[GIVEN INSTRUCTION] Rewrite each of the following items, changing every "spot" to "locate" and leaving all else as it is. Omit the pictures from your answer.
** BEGIN **
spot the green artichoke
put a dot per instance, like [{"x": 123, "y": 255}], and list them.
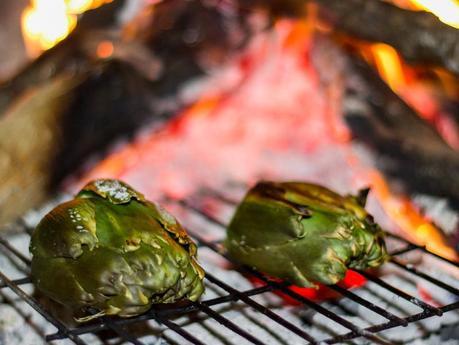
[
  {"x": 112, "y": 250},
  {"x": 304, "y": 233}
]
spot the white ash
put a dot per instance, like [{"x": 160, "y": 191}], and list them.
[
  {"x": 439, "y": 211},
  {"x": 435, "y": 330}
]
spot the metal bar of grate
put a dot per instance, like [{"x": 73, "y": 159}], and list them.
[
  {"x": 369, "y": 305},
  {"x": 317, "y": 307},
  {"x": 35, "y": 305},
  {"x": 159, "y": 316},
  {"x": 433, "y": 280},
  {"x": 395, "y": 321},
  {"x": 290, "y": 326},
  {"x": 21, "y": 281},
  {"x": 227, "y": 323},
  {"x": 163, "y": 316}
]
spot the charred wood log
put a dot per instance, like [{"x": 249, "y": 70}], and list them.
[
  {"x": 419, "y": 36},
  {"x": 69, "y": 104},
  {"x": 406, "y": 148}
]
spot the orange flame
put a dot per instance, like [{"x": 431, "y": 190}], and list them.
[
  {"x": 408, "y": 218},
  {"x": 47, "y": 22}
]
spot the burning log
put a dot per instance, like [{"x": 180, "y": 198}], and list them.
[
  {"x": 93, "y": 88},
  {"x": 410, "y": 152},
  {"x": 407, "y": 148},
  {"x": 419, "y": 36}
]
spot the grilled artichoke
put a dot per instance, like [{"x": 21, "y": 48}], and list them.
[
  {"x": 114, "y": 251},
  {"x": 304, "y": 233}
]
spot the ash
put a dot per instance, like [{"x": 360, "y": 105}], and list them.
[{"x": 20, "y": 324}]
** END **
[ANSWER]
locate the green artichoke
put a dot per instance, like [{"x": 123, "y": 255}], and list them.
[
  {"x": 112, "y": 250},
  {"x": 304, "y": 233}
]
locate the white ash
put a dot per instance, like [{"x": 160, "y": 191}], and list them.
[
  {"x": 439, "y": 211},
  {"x": 435, "y": 330}
]
locate the metal bar of grate
put a dot per instance, like [{"x": 73, "y": 159}], and list them.
[
  {"x": 369, "y": 305},
  {"x": 317, "y": 307},
  {"x": 35, "y": 305},
  {"x": 159, "y": 316},
  {"x": 433, "y": 280},
  {"x": 395, "y": 321},
  {"x": 290, "y": 326},
  {"x": 21, "y": 281},
  {"x": 227, "y": 323},
  {"x": 163, "y": 316}
]
locate the charred wood log
put a dot per instance, like [{"x": 249, "y": 70}], and list them.
[
  {"x": 419, "y": 36},
  {"x": 69, "y": 104},
  {"x": 406, "y": 148}
]
locate the orange flame
put a dot per instance, like [{"x": 431, "y": 190}], and list them.
[
  {"x": 408, "y": 218},
  {"x": 47, "y": 22}
]
locate the burning log
put a dot per instance, like [{"x": 180, "y": 198}], and list them.
[
  {"x": 93, "y": 88},
  {"x": 410, "y": 152},
  {"x": 407, "y": 148},
  {"x": 419, "y": 36}
]
locate the grilled artichoke
put a dot per instance, like [{"x": 21, "y": 48}], and list them.
[
  {"x": 114, "y": 251},
  {"x": 304, "y": 233}
]
locate the ash
put a dot per instance, like [{"x": 360, "y": 105}], and list them.
[{"x": 20, "y": 324}]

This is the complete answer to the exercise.